PROBLEM REQUIREMENTS:
Each entry below has to be written out again without any change.

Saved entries
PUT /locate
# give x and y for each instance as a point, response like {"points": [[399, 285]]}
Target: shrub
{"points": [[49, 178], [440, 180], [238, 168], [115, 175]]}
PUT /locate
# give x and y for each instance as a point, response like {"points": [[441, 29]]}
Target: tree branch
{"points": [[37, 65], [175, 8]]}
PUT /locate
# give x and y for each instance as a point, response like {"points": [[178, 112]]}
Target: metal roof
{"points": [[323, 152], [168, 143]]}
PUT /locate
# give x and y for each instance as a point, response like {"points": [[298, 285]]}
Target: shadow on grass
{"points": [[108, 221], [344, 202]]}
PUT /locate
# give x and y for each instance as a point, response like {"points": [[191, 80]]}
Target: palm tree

YOUR SOLUTION:
PUT /locate
# give x and y for each instance as a point, response like {"points": [[399, 285]]}
Target: shrub
{"points": [[49, 178], [440, 180], [238, 168], [115, 175]]}
PUT /locate
# give x and y for each instance as a point, response like {"points": [[441, 29]]}
Target: tree branch
{"points": [[37, 65], [175, 8]]}
PUT /locate
# give x and y for each instance as a point, response like {"points": [[178, 112]]}
Target: metal roof
{"points": [[323, 152], [168, 143]]}
PUT /locate
# give x and y for each instance as a point, response like {"points": [[298, 285]]}
Target: shadow on grass
{"points": [[108, 221], [344, 202]]}
PUT /locate
# give x and y for each instance as a point, response like {"points": [[191, 80]]}
Target: palm tree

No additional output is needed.